▶ TASK DETAILS: Return a faithful copy of all the entries, omitting the images.

▶ DATA RECORDS:
----

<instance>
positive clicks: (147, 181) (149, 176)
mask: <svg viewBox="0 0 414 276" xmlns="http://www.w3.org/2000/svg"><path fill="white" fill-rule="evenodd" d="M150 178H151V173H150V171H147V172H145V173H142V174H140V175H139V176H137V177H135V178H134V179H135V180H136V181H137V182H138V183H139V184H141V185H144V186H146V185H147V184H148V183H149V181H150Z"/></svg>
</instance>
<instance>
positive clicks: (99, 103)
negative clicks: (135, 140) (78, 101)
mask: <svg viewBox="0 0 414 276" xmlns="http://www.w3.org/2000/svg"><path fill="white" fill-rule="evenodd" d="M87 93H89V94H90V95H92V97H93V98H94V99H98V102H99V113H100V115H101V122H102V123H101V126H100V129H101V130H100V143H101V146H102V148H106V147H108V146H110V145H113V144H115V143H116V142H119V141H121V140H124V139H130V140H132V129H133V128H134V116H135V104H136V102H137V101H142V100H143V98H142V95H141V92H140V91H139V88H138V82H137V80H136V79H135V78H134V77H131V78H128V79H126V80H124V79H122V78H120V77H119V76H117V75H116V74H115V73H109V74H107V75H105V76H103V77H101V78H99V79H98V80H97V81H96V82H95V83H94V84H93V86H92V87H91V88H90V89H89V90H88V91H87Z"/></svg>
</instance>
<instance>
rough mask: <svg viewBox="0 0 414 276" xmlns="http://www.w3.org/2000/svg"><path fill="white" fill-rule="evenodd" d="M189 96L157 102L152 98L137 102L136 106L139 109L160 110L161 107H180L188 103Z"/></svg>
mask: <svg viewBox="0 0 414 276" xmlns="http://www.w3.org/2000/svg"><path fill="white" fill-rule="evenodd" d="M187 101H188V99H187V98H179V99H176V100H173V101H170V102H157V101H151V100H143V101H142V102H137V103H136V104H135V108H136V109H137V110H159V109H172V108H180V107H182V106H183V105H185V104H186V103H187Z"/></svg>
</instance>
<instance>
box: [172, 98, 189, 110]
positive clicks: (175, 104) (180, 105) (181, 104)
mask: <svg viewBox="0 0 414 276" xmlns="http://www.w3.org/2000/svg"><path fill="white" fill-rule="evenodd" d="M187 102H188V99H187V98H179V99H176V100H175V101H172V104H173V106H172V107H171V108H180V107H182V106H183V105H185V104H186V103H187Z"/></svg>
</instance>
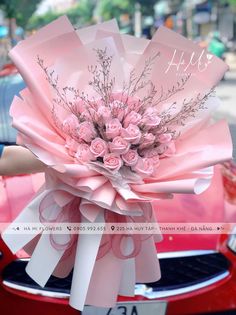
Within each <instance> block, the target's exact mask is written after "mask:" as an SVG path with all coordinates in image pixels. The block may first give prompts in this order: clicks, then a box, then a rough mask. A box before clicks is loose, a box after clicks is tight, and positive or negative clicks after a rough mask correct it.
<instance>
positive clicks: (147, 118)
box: [141, 108, 161, 130]
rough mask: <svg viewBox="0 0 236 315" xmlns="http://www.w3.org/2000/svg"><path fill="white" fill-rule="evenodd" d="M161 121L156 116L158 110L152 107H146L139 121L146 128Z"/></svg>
mask: <svg viewBox="0 0 236 315" xmlns="http://www.w3.org/2000/svg"><path fill="white" fill-rule="evenodd" d="M160 122H161V118H160V117H159V116H158V112H157V111H156V110H155V109H153V108H148V109H146V111H145V113H144V115H143V118H142V120H141V123H142V124H143V125H144V128H145V129H146V130H149V129H151V128H154V127H156V126H158V125H159V124H160Z"/></svg>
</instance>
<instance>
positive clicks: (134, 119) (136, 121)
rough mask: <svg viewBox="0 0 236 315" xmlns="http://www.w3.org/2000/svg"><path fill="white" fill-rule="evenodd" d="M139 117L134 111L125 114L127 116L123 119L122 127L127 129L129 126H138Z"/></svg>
mask: <svg viewBox="0 0 236 315" xmlns="http://www.w3.org/2000/svg"><path fill="white" fill-rule="evenodd" d="M141 118H142V117H141V115H140V114H139V113H136V112H135V111H133V110H132V111H131V112H130V113H128V114H127V116H126V117H125V119H124V123H123V125H124V127H125V128H127V127H128V126H129V125H130V124H131V125H138V124H139V123H140V121H141Z"/></svg>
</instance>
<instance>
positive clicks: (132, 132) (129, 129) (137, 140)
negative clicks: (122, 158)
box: [121, 124, 142, 144]
mask: <svg viewBox="0 0 236 315" xmlns="http://www.w3.org/2000/svg"><path fill="white" fill-rule="evenodd" d="M121 136H122V137H123V138H124V139H125V140H127V141H128V142H130V143H132V144H138V143H139V141H140V139H141V136H142V134H141V131H140V129H139V127H138V126H135V125H132V124H130V125H129V126H128V127H127V128H125V129H122V130H121Z"/></svg>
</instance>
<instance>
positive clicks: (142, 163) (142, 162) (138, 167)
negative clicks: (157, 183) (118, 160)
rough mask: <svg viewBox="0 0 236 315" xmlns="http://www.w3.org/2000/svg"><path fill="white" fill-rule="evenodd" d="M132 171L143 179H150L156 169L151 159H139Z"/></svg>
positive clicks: (132, 168) (132, 169) (138, 159)
mask: <svg viewBox="0 0 236 315" xmlns="http://www.w3.org/2000/svg"><path fill="white" fill-rule="evenodd" d="M132 170H133V171H135V172H136V173H137V174H138V175H140V176H142V177H148V176H150V175H151V174H152V173H153V170H154V168H153V164H152V161H151V160H150V159H148V158H139V159H138V162H137V163H136V164H135V166H133V167H132Z"/></svg>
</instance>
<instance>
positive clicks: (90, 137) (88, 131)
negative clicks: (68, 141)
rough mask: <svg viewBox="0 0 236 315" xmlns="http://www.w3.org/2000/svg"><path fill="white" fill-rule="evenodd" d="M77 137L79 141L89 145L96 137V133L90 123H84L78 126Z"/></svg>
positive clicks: (87, 121)
mask: <svg viewBox="0 0 236 315" xmlns="http://www.w3.org/2000/svg"><path fill="white" fill-rule="evenodd" d="M77 135H78V136H79V138H80V139H81V140H83V141H85V142H87V143H90V142H91V141H92V140H93V139H94V138H95V137H96V135H97V132H96V130H95V128H94V125H93V124H92V123H91V122H88V121H84V122H82V123H81V124H80V125H79V127H78V129H77Z"/></svg>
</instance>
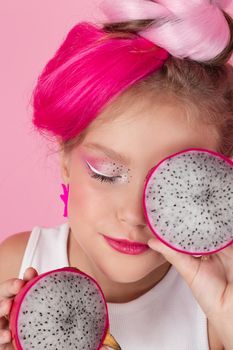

----

▶ RESPONSE TO THIS TASK:
<instance>
positive clicks: (147, 181) (149, 176)
mask: <svg viewBox="0 0 414 276" xmlns="http://www.w3.org/2000/svg"><path fill="white" fill-rule="evenodd" d="M150 178H151V173H150V171H147V172H145V173H142V174H140V175H139V176H137V177H135V178H134V179H135V180H136V181H137V182H138V183H139V184H141V185H144V186H146V185H147V184H148V183H149V181H150Z"/></svg>
</instance>
<instance>
positive clicks: (99, 103)
negative clicks: (135, 140) (78, 101)
mask: <svg viewBox="0 0 414 276" xmlns="http://www.w3.org/2000/svg"><path fill="white" fill-rule="evenodd" d="M87 93H89V94H90V95H92V97H93V98H94V99H98V102H99V113H100V115H101V122H102V123H101V126H100V129H101V130H100V143H101V146H102V148H106V147H108V146H110V145H113V144H115V143H116V142H119V141H121V140H124V139H130V140H132V129H133V128H134V116H135V104H136V102H137V101H142V100H143V98H142V95H141V92H140V91H139V88H138V82H137V80H136V79H135V78H134V77H131V78H128V79H126V80H124V79H122V78H120V77H119V76H117V75H116V74H115V73H109V74H107V75H105V76H103V77H101V78H99V79H98V80H97V81H96V82H95V83H94V84H93V86H92V87H91V88H90V89H89V90H88V91H87Z"/></svg>
</instance>
<instance>
rough mask: <svg viewBox="0 0 414 276" xmlns="http://www.w3.org/2000/svg"><path fill="white" fill-rule="evenodd" d="M189 96L157 102L152 98L137 102L136 106L139 109L160 110L161 107H180L188 103Z"/></svg>
mask: <svg viewBox="0 0 414 276" xmlns="http://www.w3.org/2000/svg"><path fill="white" fill-rule="evenodd" d="M187 101H188V99H187V98H179V99H176V100H173V101H170V102H157V101H151V100H143V101H142V102H137V103H136V104H135V108H136V109H137V110H159V109H172V108H180V107H182V106H183V105H185V104H186V103H187Z"/></svg>
</instance>
<instance>
box: [172, 98, 189, 110]
positive clicks: (175, 104) (180, 105) (181, 104)
mask: <svg viewBox="0 0 414 276" xmlns="http://www.w3.org/2000/svg"><path fill="white" fill-rule="evenodd" d="M187 102H188V99H187V98H179V99H176V100H175V101H172V104H173V106H172V107H171V108H180V107H182V106H183V105H185V104H186V103H187Z"/></svg>
</instance>
Within each <instance> block, the target's exact mask is written after "mask:" as an SVG path with all coordinates in image pixels. The block may first give prompts in this order: clicks, then a box, then a rough mask. A box before clicks is loose, a box after clicks is tight, and positive or negative clicks after a rough mask correct it.
<instance>
positive clicks: (147, 118)
box: [141, 108, 161, 130]
rough mask: <svg viewBox="0 0 236 315" xmlns="http://www.w3.org/2000/svg"><path fill="white" fill-rule="evenodd" d="M161 121L156 116L158 110L152 107H146L139 121L146 128Z"/></svg>
mask: <svg viewBox="0 0 236 315" xmlns="http://www.w3.org/2000/svg"><path fill="white" fill-rule="evenodd" d="M160 122H161V118H160V117H159V116H158V112H157V111H156V110H155V109H153V108H148V109H146V111H145V113H144V115H143V118H142V120H141V123H142V124H143V125H144V128H145V129H146V130H149V129H151V128H154V127H156V126H158V125H159V124H160Z"/></svg>
</instance>
<instance>
positive clicks: (134, 119) (136, 121)
rough mask: <svg viewBox="0 0 236 315" xmlns="http://www.w3.org/2000/svg"><path fill="white" fill-rule="evenodd" d="M139 117L134 111L125 114L127 116L123 119L122 127L127 129L129 126H138Z"/></svg>
mask: <svg viewBox="0 0 236 315" xmlns="http://www.w3.org/2000/svg"><path fill="white" fill-rule="evenodd" d="M141 118H142V117H141V115H140V114H139V113H136V112H135V111H133V110H132V111H131V112H130V113H128V114H127V116H126V117H125V119H124V123H123V125H124V127H125V128H127V127H128V126H129V125H130V124H131V125H138V124H139V123H140V121H141Z"/></svg>
</instance>
<instance>
positive clicks: (132, 132) (129, 129) (137, 140)
negative clicks: (122, 158)
box: [121, 124, 142, 144]
mask: <svg viewBox="0 0 236 315" xmlns="http://www.w3.org/2000/svg"><path fill="white" fill-rule="evenodd" d="M121 136H122V137H123V138H124V139H125V140H127V141H128V142H130V143H132V144H138V143H139V141H140V139H141V136H142V134H141V131H140V129H139V127H138V126H135V125H132V124H130V125H129V126H128V127H127V128H125V129H122V130H121Z"/></svg>
</instance>
<instance>
positive clicks: (142, 163) (142, 162) (138, 167)
negative clicks: (157, 183) (118, 160)
rough mask: <svg viewBox="0 0 236 315" xmlns="http://www.w3.org/2000/svg"><path fill="white" fill-rule="evenodd" d="M132 171L143 179H150L156 169L151 159H139Z"/></svg>
positive clicks: (132, 168) (132, 169) (138, 159)
mask: <svg viewBox="0 0 236 315" xmlns="http://www.w3.org/2000/svg"><path fill="white" fill-rule="evenodd" d="M132 170H133V171H135V172H136V173H137V174H138V175H140V176H142V177H148V176H150V175H151V174H152V173H153V170H154V168H153V164H152V161H151V160H150V159H148V158H139V159H138V162H137V163H136V164H135V166H133V167H132Z"/></svg>
</instance>
<instance>
positive clicks: (90, 137) (88, 131)
negative clicks: (68, 141)
rough mask: <svg viewBox="0 0 236 315" xmlns="http://www.w3.org/2000/svg"><path fill="white" fill-rule="evenodd" d="M77 137L79 141L89 145L96 137V133L90 123H84L78 126Z"/></svg>
positive clicks: (87, 121)
mask: <svg viewBox="0 0 236 315" xmlns="http://www.w3.org/2000/svg"><path fill="white" fill-rule="evenodd" d="M77 135H78V136H79V138H80V139H81V140H83V141H85V142H87V143H90V142H91V141H92V140H93V139H94V138H95V137H96V135H97V132H96V130H95V128H94V125H93V124H92V123H91V122H88V121H84V122H82V123H81V124H80V125H79V127H78V129H77Z"/></svg>
</instance>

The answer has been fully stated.